DESCRIPTION OF THE TASK> Transcribe every line of the rows below without changing a character, and leave the pictures out.

Named-object pointing records>
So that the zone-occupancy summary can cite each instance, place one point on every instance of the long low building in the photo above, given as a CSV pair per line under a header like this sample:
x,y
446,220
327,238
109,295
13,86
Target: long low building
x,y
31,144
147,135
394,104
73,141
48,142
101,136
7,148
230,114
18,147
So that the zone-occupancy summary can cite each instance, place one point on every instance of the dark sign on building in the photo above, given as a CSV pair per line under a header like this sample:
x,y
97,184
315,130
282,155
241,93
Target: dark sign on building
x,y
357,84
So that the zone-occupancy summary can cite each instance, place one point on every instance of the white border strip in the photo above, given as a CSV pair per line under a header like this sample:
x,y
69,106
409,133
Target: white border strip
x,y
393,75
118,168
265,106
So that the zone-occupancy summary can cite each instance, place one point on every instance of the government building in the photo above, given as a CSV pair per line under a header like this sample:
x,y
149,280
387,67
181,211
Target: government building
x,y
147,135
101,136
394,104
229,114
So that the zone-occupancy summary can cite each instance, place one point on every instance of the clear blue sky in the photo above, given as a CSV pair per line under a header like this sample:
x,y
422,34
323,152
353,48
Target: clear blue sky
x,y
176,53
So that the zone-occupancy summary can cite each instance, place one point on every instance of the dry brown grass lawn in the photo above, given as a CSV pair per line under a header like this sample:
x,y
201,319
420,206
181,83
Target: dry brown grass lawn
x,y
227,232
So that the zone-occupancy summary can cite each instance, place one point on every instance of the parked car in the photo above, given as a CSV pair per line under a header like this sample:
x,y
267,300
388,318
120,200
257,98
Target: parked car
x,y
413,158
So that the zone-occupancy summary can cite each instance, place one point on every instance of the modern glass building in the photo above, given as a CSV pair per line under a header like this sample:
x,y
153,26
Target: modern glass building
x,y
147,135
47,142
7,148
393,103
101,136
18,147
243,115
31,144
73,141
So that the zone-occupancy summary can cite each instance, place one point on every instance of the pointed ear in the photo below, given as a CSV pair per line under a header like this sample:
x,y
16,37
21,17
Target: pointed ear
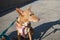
x,y
19,11
29,8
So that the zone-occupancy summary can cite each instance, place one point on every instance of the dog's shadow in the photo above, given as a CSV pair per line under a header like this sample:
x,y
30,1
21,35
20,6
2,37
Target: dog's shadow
x,y
43,28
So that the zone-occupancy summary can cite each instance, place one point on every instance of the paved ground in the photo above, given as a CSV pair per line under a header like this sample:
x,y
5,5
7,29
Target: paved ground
x,y
49,26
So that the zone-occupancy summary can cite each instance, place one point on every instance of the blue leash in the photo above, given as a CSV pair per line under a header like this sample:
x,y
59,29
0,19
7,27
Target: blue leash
x,y
4,32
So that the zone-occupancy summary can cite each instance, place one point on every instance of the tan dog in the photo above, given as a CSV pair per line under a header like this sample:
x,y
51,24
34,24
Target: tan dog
x,y
23,23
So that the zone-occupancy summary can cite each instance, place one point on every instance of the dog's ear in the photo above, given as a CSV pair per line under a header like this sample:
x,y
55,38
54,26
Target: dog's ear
x,y
19,11
29,8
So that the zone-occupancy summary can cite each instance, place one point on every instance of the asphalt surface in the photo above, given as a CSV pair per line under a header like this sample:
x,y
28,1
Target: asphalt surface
x,y
48,28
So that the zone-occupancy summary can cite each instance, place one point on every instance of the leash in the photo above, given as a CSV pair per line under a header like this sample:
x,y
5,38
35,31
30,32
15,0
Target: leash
x,y
3,34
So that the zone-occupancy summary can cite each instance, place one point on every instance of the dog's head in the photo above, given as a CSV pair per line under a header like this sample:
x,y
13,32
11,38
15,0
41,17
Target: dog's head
x,y
27,15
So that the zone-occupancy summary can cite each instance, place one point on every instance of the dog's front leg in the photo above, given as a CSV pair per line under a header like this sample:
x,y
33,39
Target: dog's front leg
x,y
30,36
19,36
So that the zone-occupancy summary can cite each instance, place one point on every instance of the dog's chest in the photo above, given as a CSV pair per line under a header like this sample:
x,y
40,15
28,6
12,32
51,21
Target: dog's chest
x,y
23,30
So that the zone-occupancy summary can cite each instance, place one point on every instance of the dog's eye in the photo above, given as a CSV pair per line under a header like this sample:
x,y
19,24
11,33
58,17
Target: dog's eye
x,y
31,14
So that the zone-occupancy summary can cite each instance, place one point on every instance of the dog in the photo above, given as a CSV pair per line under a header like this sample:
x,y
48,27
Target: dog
x,y
23,23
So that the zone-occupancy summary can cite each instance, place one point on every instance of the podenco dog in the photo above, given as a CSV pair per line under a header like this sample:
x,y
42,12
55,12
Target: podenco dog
x,y
24,23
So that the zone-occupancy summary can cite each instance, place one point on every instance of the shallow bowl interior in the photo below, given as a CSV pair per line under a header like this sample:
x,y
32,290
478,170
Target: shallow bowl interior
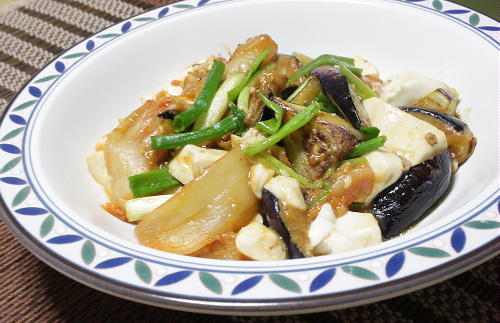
x,y
87,101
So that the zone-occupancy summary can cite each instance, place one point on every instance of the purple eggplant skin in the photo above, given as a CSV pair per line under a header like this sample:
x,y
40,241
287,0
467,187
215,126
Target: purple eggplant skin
x,y
451,121
461,140
274,221
336,87
406,201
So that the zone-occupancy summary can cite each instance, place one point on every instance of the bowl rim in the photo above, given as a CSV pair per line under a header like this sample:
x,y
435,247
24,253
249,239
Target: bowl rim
x,y
249,307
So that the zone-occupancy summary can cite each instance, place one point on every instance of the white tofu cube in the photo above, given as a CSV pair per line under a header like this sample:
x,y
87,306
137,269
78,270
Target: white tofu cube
x,y
259,175
191,161
322,225
408,137
352,231
260,242
407,88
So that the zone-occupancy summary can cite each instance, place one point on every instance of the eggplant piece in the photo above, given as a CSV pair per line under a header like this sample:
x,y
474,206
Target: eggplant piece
x,y
336,87
461,140
407,200
273,220
441,100
271,82
319,145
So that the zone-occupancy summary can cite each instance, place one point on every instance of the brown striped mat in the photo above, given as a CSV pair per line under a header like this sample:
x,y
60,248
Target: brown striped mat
x,y
31,34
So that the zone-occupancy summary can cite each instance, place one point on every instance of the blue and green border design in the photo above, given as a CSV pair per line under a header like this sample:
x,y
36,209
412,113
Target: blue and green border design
x,y
322,275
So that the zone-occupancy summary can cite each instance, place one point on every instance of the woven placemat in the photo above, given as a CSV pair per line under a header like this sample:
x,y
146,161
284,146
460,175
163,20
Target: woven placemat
x,y
30,291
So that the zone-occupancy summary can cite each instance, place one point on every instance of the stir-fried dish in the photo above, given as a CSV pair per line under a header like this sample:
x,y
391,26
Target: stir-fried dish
x,y
270,156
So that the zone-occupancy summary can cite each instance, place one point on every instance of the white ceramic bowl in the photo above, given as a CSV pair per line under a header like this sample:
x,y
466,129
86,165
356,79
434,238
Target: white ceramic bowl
x,y
52,204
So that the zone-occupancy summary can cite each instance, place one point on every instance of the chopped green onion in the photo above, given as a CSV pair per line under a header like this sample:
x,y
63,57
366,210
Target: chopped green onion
x,y
370,132
270,126
244,96
243,99
363,90
327,104
219,103
151,182
300,88
282,169
233,94
202,102
325,60
366,147
298,121
226,125
240,117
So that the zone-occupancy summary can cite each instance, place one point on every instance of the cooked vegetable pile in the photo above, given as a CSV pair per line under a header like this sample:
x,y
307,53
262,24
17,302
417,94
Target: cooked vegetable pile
x,y
267,156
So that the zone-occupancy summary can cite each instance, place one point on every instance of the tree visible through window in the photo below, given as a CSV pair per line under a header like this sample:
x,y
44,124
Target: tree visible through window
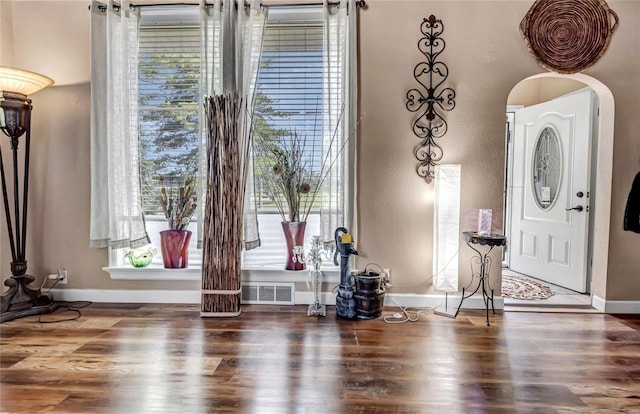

EXPECTED ANSWER>
So that the zone-occupancy summary can cite each instance, place one point on every instance of the long low building in the photo above, given as a CSV pair per line under a header like this sample:
x,y
446,220
327,238
109,295
13,86
Target: long low building
x,y
31,144
147,135
394,104
73,141
48,142
101,136
7,148
230,114
18,147
So that the zone-occupancy summary can cite each instance, place one point on every instance of the dark sign on building in the photo above, given as a CSV pair per line under a header like this sample:
x,y
97,184
315,130
282,155
241,93
Target: dark sign on building
x,y
357,84
So that the zone-occupancy summary can cite each instance, place one point on every instance of the white border strip in the photo above, given as a CSV pair per line under a header like this sample:
x,y
69,106
409,133
Target: white border strip
x,y
393,75
118,168
265,106
So that the zone-occupancy summary can cite each instance, place one point on every instance of the government building in the photo above, given as a CSV pair per line under a header like this sample:
x,y
149,280
387,67
181,211
Target: government building
x,y
147,135
101,136
394,104
229,114
So that the zone-occupancy summary can cite each instance, place one point on every instance of the clear blue sky in the photo above, given as a CSV pair per line under a header like this sample:
x,y
422,34
323,152
353,48
Target: clear blue sky
x,y
176,53
So that the zone-occupancy summary can cite each instance, place one point on every instance of the dry brown grass lawn in the photo above, given as a CSV pair per line under a header like this sample:
x,y
201,319
420,206
181,83
Target: dry brown grass lawn
x,y
227,232
So that the zone-occupancy summary can cite each instance, place one point on every instance of the parked car in the photo above, given as a CSV pair per line under a header like this sample:
x,y
267,300
388,318
120,200
257,98
Target: parked car
x,y
413,158
So that the zone-occupancy summary can cite each instance, place one point on every instance of the modern glass building in the photo above, given as a CSV pair per line under a header like this sample:
x,y
153,26
Target: modern glass building
x,y
147,135
47,142
7,148
393,103
101,136
18,147
243,115
31,144
73,141
So that the zone-occupancy summary can cite each instance, place one point on every instance of the pointed ear in the photo below, given as a CSV pair per line under a header like this sample:
x,y
16,37
21,17
Target: pointed ear
x,y
19,11
29,8
So that the zone-occupancy summary can cite each instance, place one point on every instance of the dog's shadow in the photo above, given as a CSV pair per line under a header like this sample:
x,y
30,1
21,35
20,6
2,37
Target: dog's shadow
x,y
43,28
So that the zone-occupancy summary can cite each instance, place one point on every instance of the paved ground in the photo above, given as a CSV pair per line under a header like this sample:
x,y
5,5
7,29
Target: paved ground
x,y
49,26
So that the zone-occupancy summary can cite each instance, place one point on every instance of the blue leash in the photo above, given as a CSV pair per line under a header like this sample:
x,y
59,29
0,19
7,27
Target: blue leash
x,y
4,32
So that the zone-occupancy summary can cite each instance, place one point on every instance of the tan dog in the photo above, given as a CSV pair per line under a header like this sample:
x,y
51,24
34,24
Target: tan dog
x,y
23,23
So that the zone-occupancy summary can cite each instance, place one point on every instance of the dog's ear in the photo above, given as a CSV pair per line under a header like this sample:
x,y
55,38
54,26
Target: dog's ear
x,y
19,11
29,8
So that the zone-occupancy summary can cite each instance, place one point on every instance of the asphalt surface in the photo above, given as a CSV pair per line under a header like this sample:
x,y
28,1
Target: asphalt surface
x,y
48,28
So that the zone-occupancy summary can cite each instance, place one point on every instance of the leash in the photo above, given as a CSV pair per line under a header like this sample:
x,y
5,38
35,31
30,32
15,0
Target: leash
x,y
3,34
So that the zone-occupancy summary can cite each instance, place one point on every instance of the dog's head in the photo above, given as a CSV pair per line under a header like this sample:
x,y
13,32
11,38
15,0
41,17
Target: dog's head
x,y
27,15
So that the zone-occupancy summary can cite each instance, place one point on every instance of the dog's front leg in the photo above, given as a CSV pair per line under a header like this sample:
x,y
33,39
Target: dog's front leg
x,y
30,36
19,36
So that the zone-occupancy summary can cite each instance, place one point on every instance of the dog's chest in the photo above, given as a CSV pair per line under a header like this sample:
x,y
40,15
28,6
12,32
51,21
Target: dog's chest
x,y
23,30
So that the zone-occupancy summary can cite each instance, place one point on every instance of the dog's eye in the photo above, given as a CSV pair per line under a header like this sample:
x,y
19,24
11,33
58,17
Target: dog's eye
x,y
31,14
So that the zone-occupancy summary can cite each instance, place one point on every instance of the dog in the photo above, given as a CSV pair per line under a header like this sample:
x,y
48,27
Target: dog
x,y
23,23
So that the zone-occupancy summary can cite each instance, place one point on every instance of the podenco dog in the photo above, given as a CSV pair per line under a header like this sample:
x,y
42,12
55,12
Target: podenco dog
x,y
24,23
So that the zone-occupancy summary can cite each instance, place one point on every instance of the shallow bowl interior in the photo below, given as a CSV pair per line under a header like this sample:
x,y
32,290
478,170
Target: shallow bowl interior
x,y
87,101
So that the zone-occupancy summary can cite each instance, place one point on every instance of the purple eggplant skin in the photo above, given as a CSV pair per line under a header like this sample:
x,y
40,241
287,0
467,187
215,126
Target: purple eggplant skin
x,y
451,121
461,140
274,221
336,87
406,201
So that the zone-occupancy summary can cite each instance, place one point on every instance of the bowl rim in the photo above, given as a CSV pair per line under a header like this sample:
x,y
435,247
24,253
249,239
Target: bowl rim
x,y
249,307
So that the zone-occupancy summary can cite each instance, place one point on every instance of the white tofu cube in the photo above, given as a CSV pair per line under a header like this sample:
x,y
87,306
137,269
78,270
Target: white tofu cube
x,y
259,175
191,161
322,225
408,137
352,231
260,242
407,88
So that the zone-occupancy summary can cite each instance, place one point on every instance of the eggplant piece in the photo above, given as a CSV pair per line under a header like this sample:
x,y
474,206
Target: eggplant piece
x,y
336,87
461,140
407,200
273,220
441,100
271,82
319,145
So that the zone-occupancy summary can cite each instance, place one point on every instance of the brown striped mat in the photo above, given as a CSV pair per line under a header like this sample:
x,y
60,248
Target: brown striped mat
x,y
31,34
So that the zone-occupancy summary can cite each instance, place one point on every instance of the blue and green border design in the photo above, given as a CSV pair per line under a header like this sample:
x,y
36,209
412,113
Target: blue and green border design
x,y
322,275
So that the zone-occupancy summary can cite each instance, place one point on every instance of the woven placemat in the photo above, given as a CSV pair per line under a header like this sample:
x,y
146,161
284,146
460,175
163,20
Target: woven placemat
x,y
30,291
So that the zone-occupancy summary can cite each instance, place one point on every instance of the stir-fried dish in the photo above, given as a CSV pair per line under a header like this sample:
x,y
391,26
Target: stir-fried dish
x,y
270,156
So that the zone-occupancy summary can cite each instance, place one point on every instance of the white ceramic bowl in the photo above, given as a CSV pair per line under a header like this sample:
x,y
466,129
86,165
356,79
434,238
Target: white ceramic bowl
x,y
52,204
So that the zone-occupancy summary can cite each instance, place one point on every instance of the chopped green onion in the photo above, given as a CSV pair per line under a header like this sample:
x,y
63,57
366,210
Target: chopped green onion
x,y
370,132
270,126
244,96
243,99
363,90
327,104
219,103
151,182
300,88
282,169
233,94
202,102
325,60
366,147
298,121
226,125
240,117
So that the zone-occupancy summary can cite each instance, place one point on every instance of the cooked vegetable pile in the photo above, given as a CSV pair per line under a header like this sample:
x,y
307,53
262,24
17,302
417,94
Target: cooked vegetable pile
x,y
267,156
So that the zone-occupancy summary can cite each instance, place one point on every instance of the tree visible through window in the photo below, given as a CSV pair per line under a header like this sample:
x,y
44,124
Target: tree visible through window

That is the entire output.